- [Exercise requirements]
Your task is to copy all of the entries exactly as they are given.

- [Extracted records]
########

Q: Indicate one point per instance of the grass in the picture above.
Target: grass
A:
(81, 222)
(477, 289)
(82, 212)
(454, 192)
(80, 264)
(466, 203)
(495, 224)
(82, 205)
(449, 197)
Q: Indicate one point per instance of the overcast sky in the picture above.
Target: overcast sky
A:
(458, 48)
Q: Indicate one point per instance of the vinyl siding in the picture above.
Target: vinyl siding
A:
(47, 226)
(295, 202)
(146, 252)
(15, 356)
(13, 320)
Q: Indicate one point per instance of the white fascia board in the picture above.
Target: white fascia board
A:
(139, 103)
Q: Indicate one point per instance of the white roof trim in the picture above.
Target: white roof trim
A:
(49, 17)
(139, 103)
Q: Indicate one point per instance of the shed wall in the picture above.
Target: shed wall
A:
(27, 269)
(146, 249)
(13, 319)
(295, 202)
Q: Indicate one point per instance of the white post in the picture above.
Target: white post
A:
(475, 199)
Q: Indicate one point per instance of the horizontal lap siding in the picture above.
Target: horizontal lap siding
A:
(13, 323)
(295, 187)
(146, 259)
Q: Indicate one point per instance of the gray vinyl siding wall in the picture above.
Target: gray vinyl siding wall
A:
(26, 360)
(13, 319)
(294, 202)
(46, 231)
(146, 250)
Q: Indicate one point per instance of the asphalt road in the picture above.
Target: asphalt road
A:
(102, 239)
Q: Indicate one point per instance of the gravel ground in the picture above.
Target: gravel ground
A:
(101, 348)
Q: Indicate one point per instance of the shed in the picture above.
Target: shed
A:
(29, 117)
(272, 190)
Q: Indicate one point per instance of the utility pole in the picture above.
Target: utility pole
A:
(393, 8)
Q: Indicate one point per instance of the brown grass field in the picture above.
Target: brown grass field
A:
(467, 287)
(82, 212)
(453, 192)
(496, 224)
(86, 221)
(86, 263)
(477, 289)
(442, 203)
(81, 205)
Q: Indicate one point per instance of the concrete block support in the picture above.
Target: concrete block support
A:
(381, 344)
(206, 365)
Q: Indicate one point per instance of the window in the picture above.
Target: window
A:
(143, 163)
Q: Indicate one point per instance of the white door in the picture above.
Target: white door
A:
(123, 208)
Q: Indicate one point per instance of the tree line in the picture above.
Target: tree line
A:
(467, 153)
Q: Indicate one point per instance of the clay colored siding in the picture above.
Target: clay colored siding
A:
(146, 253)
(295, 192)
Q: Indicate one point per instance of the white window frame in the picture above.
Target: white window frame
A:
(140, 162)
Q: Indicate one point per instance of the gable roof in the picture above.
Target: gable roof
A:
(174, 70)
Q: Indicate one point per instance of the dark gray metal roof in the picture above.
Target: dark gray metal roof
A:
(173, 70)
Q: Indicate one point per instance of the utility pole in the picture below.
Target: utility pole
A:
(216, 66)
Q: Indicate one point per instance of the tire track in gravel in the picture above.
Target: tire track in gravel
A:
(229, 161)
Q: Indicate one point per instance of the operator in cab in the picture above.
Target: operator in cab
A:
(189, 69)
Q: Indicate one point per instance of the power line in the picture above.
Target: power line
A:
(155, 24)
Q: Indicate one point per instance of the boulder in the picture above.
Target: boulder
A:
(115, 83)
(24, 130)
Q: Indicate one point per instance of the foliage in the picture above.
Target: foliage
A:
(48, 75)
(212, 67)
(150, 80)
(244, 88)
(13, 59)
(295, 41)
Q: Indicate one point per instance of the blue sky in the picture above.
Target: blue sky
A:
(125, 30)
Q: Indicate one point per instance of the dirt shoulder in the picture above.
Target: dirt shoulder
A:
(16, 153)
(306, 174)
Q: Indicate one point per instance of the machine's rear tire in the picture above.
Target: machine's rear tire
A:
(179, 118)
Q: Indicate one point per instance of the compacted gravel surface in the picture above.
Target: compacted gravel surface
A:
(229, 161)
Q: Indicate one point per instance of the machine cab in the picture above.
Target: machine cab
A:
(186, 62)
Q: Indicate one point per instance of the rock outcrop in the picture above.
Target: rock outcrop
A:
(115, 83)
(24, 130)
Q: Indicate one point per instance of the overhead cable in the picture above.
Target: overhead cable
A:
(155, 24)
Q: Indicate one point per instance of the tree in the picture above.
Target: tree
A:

########

- [Solution below]
Q: Indicate one point per instance of the grass in the picture above.
Target: grass
A:
(81, 222)
(477, 289)
(82, 212)
(454, 192)
(80, 264)
(466, 203)
(495, 224)
(82, 205)
(449, 197)
Q: Indicate one point per instance of the overcast sky in the picture above.
Target: overcast sky
A:
(458, 48)
Q: Indicate one point per instance of the vinyl siding in the picture above.
Target: vinyl siding
A:
(47, 226)
(295, 202)
(146, 252)
(15, 356)
(13, 320)
Q: Indicate one point per instance of the white fascia board in the picture above.
Target: white fascia board
A:
(139, 103)
Q: Indicate one point per instance of the white roof trim in the picture above.
Target: white roof trim
A:
(49, 17)
(139, 103)
Q: Indicate one point per instance of the shed wall in the picture above.
Target: shed wall
A:
(27, 269)
(146, 249)
(13, 319)
(295, 202)
Q: Indicate one point per instance of the white post in the picture above.
Target: white post
A:
(475, 199)
Q: Indicate one point per instance of the horizontal lap siding in the picture above.
Target: horizontal lap siding
A:
(13, 323)
(295, 187)
(146, 259)
Q: Indicate one point per instance of the gray vinyl siding wall in the picture above.
Target: gray vinyl siding wall
A:
(26, 360)
(13, 319)
(294, 202)
(46, 231)
(146, 250)
Q: Indicate one point per instance of the asphalt road in the picture above.
Target: asphalt road
A:
(102, 239)
Q: Indicate one point per instance of the gravel ground in the picture above.
Target: gravel ground
A:
(101, 348)
Q: Indicate one point per instance of the shed in the picture above.
Target: shed
A:
(29, 117)
(272, 190)
Q: Indicate one point per instance of the utility pole in the picture above.
Target: utility pole
A:
(393, 8)
Q: Indicate one point per instance of the brown grass field in the picture above.
Target: brown grass field
A:
(467, 287)
(82, 212)
(453, 192)
(496, 224)
(86, 221)
(86, 263)
(477, 289)
(442, 203)
(81, 205)
Q: Indicate one point per instance of the concrete block support in the picture above.
Target: concrete block support
A:
(381, 344)
(206, 365)
Q: Indicate one point per instance of the window in the picture above.
Target: window
A:
(143, 163)
Q: Indicate one point per instance of the white door in the picture above.
Target: white door
A:
(123, 208)
Q: Indicate one point per instance of the tree line in the picture above.
Target: tree line
A:
(467, 153)
Q: Indicate one point per instance of the clay colored siding in the picture above.
Target: clay colored siding
A:
(146, 253)
(295, 192)
Q: Indicate one point per instance of the white window frame in the picture above.
Target: white window frame
A:
(140, 162)
Q: Indicate one point per instance of the gable roof in the picture above.
Target: gable roof
A:
(174, 70)
Q: Indicate one point per instance of the dark gray metal roof in the picture above.
Target: dark gray metal roof
A:
(173, 70)
Q: Indicate one point per instance of the utility pole in the picture below.
Target: utility pole
A:
(216, 66)
Q: Indicate one point per instance of the tire track in gravel in the picture above.
Target: tire track in gravel
A:
(229, 161)
Q: Indicate one point per instance of the operator in cab in the picture above.
Target: operator in cab
A:
(189, 69)
Q: Indicate one point per instance of the power line in the picture above.
Target: power line
A:
(155, 24)
Q: Indicate one point per instance of the boulder in the picture above.
Target: boulder
A:
(115, 83)
(24, 130)
Q: Indicate one point per instance of the foliage in the picture above.
Target: foliage
A:
(48, 75)
(212, 67)
(150, 80)
(244, 88)
(13, 59)
(295, 41)
Q: Indicate one point per instance of the blue sky in the picture above.
Target: blue sky
A:
(125, 30)
Q: Indicate one point per instance of the dirt shoulder in the picture above.
Target: dirt shoulder
A:
(16, 153)
(306, 174)
Q: Indicate one point per instance of the machine's rear tire in the picture above.
Target: machine's rear tire
A:
(179, 118)
Q: Indicate one point per instance of the compacted gravel surface in the picture above.
Target: compacted gravel surface
A:
(229, 161)
Q: Indicate one point per instance of the machine cab in the picture above.
Target: machine cab
A:
(186, 62)
Q: Indicate one point per instance of the rock outcrop in the picture above.
Target: rock outcrop
A:
(115, 83)
(24, 130)
Q: Indicate one point per instance of the overhead cable in the picture above.
Target: overhead cable
A:
(155, 24)
Q: Indicate one point per instance of the tree in the picture above.
Target: tree
A:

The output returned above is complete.